Elena Valzania x Alleanza
L'eredità di famiglia può assicurare un sostegno economico ai propri cari. Basta sottoscrivere una polizza di investimento adeguata, affidandosi a un bravo consulente

Elena Valzania ha 57 anni e vive a Ravenna, in una casa che ha ereditato dalla sua famiglia. Cresciuta in un contesto economicamente stabile, è stata segnata più di quanto pensasse da ciò che ha ricevuto in eredità: non solo beni, ma un intero modo di vivere e pensare il denaro. «I nostri familiari conducevano vite semplici, risparmiavano e investivano».

A un certo punto, la malattia entra nella sua storia familiare e si intreccia alle questioni economiche. Il padre di Elena si ammala gravemente, per poi morire quando lei ha 20 anni. Insieme con i beni materiali, Elena riceve anche un’eredità invisibile: l’idea che il lavoro debba essere per forza fatica. Un peso silenzioso che la accompagna a lungo, anche dopo la laurea in Farmacia, quando si avvicina all’omeopatia e inizia a lavorare. «Rispetto allo studio, lavorare mi sembrava facilissimo, ma proprio per questo mi pareva che non valesse abbastanza». E infatti, quando viene assunta in una cooperativa di Bologna, non negozia lo stipendio.

• • • • •

▶ COMPITO 1
Nel testo su Elena Valzania, quanti anni aveva lei quando è morto suo padre?
▶ COMPITO 2
Riassumi in due frasi il testo su Elena Valzania.
▶ COMPITO 3
Secondo le parole di Elena nel testo, che cosa facevano i suoi familiari? Elenca tutte le azioni.

• • • • •

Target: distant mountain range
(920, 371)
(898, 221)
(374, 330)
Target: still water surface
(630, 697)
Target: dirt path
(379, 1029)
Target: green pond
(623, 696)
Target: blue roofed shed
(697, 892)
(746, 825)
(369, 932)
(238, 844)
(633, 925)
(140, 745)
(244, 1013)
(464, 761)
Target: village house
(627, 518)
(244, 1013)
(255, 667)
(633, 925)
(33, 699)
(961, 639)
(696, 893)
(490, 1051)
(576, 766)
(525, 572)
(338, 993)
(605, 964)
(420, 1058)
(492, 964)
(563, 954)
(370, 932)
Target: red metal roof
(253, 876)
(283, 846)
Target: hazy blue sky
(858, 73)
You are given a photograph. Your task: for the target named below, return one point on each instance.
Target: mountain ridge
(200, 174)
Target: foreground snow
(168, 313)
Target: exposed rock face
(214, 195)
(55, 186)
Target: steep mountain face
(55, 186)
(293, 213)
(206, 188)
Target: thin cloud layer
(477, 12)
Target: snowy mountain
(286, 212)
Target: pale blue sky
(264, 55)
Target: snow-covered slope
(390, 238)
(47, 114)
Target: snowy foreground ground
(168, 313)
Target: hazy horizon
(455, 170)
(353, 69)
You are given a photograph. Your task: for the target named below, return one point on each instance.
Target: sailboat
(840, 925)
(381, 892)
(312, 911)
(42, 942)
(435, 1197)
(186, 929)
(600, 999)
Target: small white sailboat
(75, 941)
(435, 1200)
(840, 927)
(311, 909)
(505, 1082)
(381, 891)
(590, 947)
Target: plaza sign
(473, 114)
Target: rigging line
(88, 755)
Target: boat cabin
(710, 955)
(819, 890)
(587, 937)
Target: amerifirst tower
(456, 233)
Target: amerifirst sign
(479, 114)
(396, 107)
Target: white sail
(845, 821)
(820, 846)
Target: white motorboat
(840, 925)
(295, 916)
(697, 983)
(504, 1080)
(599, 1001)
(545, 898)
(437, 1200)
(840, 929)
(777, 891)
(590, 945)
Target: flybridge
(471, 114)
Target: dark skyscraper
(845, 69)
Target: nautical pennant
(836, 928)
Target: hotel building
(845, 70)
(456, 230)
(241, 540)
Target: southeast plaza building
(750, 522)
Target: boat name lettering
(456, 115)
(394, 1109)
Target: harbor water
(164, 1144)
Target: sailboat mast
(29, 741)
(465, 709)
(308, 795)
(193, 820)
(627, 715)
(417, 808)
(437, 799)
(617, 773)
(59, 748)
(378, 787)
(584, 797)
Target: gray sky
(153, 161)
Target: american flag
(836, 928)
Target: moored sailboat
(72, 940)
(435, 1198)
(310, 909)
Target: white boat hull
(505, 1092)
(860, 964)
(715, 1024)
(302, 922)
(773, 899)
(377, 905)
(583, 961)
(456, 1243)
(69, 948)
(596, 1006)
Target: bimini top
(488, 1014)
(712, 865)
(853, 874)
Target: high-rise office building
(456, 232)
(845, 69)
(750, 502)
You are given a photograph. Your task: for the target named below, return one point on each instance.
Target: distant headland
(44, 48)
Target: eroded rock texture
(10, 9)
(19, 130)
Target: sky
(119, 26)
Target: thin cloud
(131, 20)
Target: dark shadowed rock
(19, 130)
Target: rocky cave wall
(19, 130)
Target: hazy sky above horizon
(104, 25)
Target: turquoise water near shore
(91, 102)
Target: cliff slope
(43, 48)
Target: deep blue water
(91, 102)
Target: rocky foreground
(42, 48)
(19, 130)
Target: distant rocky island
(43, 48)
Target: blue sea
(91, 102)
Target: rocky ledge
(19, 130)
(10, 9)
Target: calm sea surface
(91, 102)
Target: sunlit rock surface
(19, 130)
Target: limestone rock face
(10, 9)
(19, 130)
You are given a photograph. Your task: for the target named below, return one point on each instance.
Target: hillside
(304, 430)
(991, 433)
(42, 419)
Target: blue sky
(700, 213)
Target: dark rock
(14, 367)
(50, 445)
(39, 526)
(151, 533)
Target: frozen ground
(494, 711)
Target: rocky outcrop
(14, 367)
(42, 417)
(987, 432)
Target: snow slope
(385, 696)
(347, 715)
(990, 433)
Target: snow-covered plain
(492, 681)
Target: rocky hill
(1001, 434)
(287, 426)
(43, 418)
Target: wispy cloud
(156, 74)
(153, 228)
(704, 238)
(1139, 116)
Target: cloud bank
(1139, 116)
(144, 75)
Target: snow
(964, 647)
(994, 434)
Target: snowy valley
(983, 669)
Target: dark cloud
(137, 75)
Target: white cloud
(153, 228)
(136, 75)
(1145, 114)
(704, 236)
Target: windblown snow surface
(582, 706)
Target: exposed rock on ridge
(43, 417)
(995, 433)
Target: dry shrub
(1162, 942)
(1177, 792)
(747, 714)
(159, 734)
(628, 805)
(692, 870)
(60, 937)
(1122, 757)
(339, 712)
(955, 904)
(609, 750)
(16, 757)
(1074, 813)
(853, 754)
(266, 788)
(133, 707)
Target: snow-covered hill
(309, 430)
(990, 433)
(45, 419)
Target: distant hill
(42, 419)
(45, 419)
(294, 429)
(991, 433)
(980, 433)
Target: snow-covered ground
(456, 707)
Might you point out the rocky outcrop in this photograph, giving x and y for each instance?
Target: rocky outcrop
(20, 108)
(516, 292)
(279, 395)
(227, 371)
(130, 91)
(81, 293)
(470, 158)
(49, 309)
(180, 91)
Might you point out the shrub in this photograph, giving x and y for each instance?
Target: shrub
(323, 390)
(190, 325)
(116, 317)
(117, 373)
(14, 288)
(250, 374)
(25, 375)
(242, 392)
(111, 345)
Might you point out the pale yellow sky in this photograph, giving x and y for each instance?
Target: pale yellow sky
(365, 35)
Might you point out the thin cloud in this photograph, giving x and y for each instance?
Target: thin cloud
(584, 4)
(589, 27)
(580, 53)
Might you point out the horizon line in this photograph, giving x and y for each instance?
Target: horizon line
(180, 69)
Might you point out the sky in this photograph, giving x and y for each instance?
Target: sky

• • • • •

▶ RISPOSTA 1
Aveva 20 anni.

▶ RISPOSTA 2
Elena Valzania, 57 anni, vive a Ravenna in una casa ereditata dalla famiglia, da cui ha ricevuto non solo beni ma anche un modo di vivere e di pensare il denaro. Dopo la malattia e la morte del padre, quando lei aveva 20 anni, ha portato con sé a lungo l'idea che il lavoro debba essere per forza fatica, tanto che, assunta in una cooperativa di Bologna, non ha negoziato lo stipendio.

▶ RISPOSTA 3
- Conducevano vite semplici
- Risparmiavano
- Investivano